= STATED TASK 1 =
Output the entries that follow the text, unchanged, everything from the start of the entries down to the line containing "left=413, top=343, right=572, bottom=399", with both ends included.

Mooney Memories

I've spent all day thinking about the loss of Jim Mooney. I've spent the entire day trying to think of one panel that would sum Jim up for anyone who wasn't aware of his art - those rare creatures who've never seen any of Jim's work in any comic books. I'm sure there must be a few, not many, but a few. And here it is: Streaky! This is the panel where Streaky The Supercat discovers he can beat up dogs - the look of sheer joy on his face is a delight and I can imagine that Jim laughed his way through that one. He loved that little cat, but then he loved all cats, they were his delight and joy, along with his kids and his wives.

Jim's story is an interesting one and one that I spent the better part of a year and a half discovering. It began for me after I interviewed Jim way back when. Jim was a pleasure to speak to and funny to boot. He told me upfront that he was going deaf and that resulted in some interesting conversations. I'd be speaking about his working at Marvel and he'd be telling me how much his page rate was at DC in the early 1960s. I knew I had him when he spoke about how he broke into comics by saying that if Bob Kane could get a job then surely he could as well, because he could draw where Bob Kane couldn't. I pointed out that one of his first major jobs was ghosting Bob Kane on Batman and he laughed a rich laugh indeed. He then broke away from the phone to tell his wife, Anne, what I'd said, this cracked her up as well. Oddly enough I expect that I was the first to point out that juxtaposition.

= STATED TASK 2 =
Rewrite the piece about Jim Mooney, everything from "I've spent all" down to "and his wives.", with "dogs" replaced by "mice".

= LISTED ENTRIES =
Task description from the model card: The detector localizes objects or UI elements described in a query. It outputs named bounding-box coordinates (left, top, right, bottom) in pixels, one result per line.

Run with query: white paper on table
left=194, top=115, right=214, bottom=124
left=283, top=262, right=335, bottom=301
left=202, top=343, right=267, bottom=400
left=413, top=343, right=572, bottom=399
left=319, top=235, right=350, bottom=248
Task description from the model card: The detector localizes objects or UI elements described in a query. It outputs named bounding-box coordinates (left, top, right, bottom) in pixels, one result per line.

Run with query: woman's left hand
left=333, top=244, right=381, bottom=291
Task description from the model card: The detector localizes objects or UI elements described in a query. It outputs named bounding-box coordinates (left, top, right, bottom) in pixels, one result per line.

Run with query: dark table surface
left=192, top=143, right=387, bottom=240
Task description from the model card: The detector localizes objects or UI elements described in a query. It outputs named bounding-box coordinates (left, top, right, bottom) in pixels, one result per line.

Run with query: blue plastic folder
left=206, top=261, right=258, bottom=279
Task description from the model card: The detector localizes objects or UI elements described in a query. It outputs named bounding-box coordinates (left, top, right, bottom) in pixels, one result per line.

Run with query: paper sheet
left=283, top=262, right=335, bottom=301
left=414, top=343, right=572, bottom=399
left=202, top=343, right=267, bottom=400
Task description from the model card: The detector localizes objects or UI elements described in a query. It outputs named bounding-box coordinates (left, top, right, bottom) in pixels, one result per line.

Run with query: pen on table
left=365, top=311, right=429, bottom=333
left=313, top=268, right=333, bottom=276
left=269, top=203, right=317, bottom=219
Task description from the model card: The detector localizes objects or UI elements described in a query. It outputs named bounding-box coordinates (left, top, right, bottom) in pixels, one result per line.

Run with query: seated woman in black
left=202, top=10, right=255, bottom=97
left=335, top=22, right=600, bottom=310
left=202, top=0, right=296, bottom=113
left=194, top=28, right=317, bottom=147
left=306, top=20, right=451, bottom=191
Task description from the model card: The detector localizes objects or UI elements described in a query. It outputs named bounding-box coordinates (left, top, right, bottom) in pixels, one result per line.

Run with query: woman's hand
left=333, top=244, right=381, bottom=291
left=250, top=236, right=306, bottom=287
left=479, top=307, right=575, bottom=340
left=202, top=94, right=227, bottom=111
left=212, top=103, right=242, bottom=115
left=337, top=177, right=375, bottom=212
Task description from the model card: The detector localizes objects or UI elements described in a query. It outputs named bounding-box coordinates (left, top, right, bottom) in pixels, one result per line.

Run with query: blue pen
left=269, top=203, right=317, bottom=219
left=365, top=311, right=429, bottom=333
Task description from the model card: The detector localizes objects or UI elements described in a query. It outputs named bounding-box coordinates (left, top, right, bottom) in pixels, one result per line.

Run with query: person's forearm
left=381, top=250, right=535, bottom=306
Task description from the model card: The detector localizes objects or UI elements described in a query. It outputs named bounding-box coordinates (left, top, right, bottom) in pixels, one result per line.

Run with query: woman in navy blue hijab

= CORRECT OUTPUT 1 =
Task description from the model card: The detector localizes objects or UI elements described in a query. It outputs named bounding-box coordinates (left, top, right, bottom) in pixels, one result per line.

Run with query: white paper on table
left=194, top=115, right=214, bottom=124
left=283, top=262, right=335, bottom=301
left=202, top=343, right=267, bottom=400
left=413, top=343, right=572, bottom=399

= CORRECT OUTPUT 2 =
I've spent all day thinking about the loss of Jim Mooney. I've spent the entire day trying to think of one panel that would sum Jim up for anyone who wasn't aware of his art - those rare creatures who've never seen any of Jim's work in any comic books. I'm sure there must be a few, not many, but a few. And here it is: Streaky! This is the panel where Streaky The Supercat discovers he can beat up mice - the look of sheer joy on his face is a delight and I can imagine that Jim laughed his way through that one. He loved that little cat, but then he loved all cats, they were his delight and joy, along with his kids and his wives.